▸ **STATED EXERCISE**: Edit the records from the line that contains "on desk, that would be most appreciated." through the end of the records, changing "instance" to "occurrence" and leaving everything else unchanged. Return only those lines.

Stored items from a collection:
.....
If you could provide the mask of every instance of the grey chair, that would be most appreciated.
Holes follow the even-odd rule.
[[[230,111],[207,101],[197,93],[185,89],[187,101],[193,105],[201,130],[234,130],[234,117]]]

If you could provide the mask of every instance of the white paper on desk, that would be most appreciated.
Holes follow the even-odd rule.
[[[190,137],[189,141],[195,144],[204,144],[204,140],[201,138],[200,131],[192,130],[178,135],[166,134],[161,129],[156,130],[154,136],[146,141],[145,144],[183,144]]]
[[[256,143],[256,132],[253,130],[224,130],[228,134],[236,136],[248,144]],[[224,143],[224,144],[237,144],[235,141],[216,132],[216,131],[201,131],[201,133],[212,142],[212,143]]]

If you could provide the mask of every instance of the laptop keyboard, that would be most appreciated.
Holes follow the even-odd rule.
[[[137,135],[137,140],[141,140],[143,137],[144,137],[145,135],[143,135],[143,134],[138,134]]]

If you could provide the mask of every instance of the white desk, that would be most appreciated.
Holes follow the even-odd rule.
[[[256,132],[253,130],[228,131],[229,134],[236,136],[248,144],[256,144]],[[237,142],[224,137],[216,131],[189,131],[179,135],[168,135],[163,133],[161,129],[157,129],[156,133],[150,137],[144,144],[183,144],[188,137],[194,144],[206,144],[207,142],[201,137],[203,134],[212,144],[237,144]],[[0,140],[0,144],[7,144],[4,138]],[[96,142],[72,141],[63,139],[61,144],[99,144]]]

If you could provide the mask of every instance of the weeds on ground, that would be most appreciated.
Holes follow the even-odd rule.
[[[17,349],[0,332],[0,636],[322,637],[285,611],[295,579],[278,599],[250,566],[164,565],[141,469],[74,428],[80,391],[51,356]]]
.....
▸ **OUTPUT OF THE EXERCISE**:
If you could provide the mask of every occurrence of the white paper on desk, that would be most appreciated.
Holes follow the even-odd rule.
[[[190,137],[189,141],[195,144],[204,144],[204,140],[201,138],[200,131],[192,130],[178,135],[166,134],[161,129],[156,130],[154,136],[146,141],[145,144],[183,144]]]
[[[256,143],[256,132],[253,130],[224,130],[228,134],[236,136],[248,144]],[[224,143],[224,144],[237,144],[235,141],[216,132],[216,131],[201,131],[201,133],[212,142],[212,143]]]

If you could provide the mask of every occurrence of the laptop keyboard, that would be most appreciated.
Holes follow the even-odd rule.
[[[137,135],[137,140],[141,140],[143,137],[144,137],[145,135],[143,135],[143,134],[138,134]]]

If you could provide the mask of every occurrence of the white desk, that would be most appreciated.
Holes follow the even-odd rule.
[[[256,132],[253,130],[228,131],[229,134],[236,136],[248,144],[256,144]],[[237,142],[224,137],[216,131],[189,131],[179,135],[168,135],[163,133],[161,129],[157,129],[156,133],[150,137],[144,144],[183,144],[188,137],[194,144],[206,144],[207,142],[201,137],[203,134],[212,144],[237,144]],[[0,140],[0,144],[7,144],[4,138]],[[96,142],[72,141],[63,139],[61,144],[99,144]]]

If you could provide the mask of every occurrence of the weeds on ground, that would be most appreciated.
Holes follow the even-odd rule.
[[[17,349],[0,332],[0,636],[322,637],[285,611],[295,579],[278,599],[250,566],[164,565],[141,469],[74,428],[80,391],[51,356]]]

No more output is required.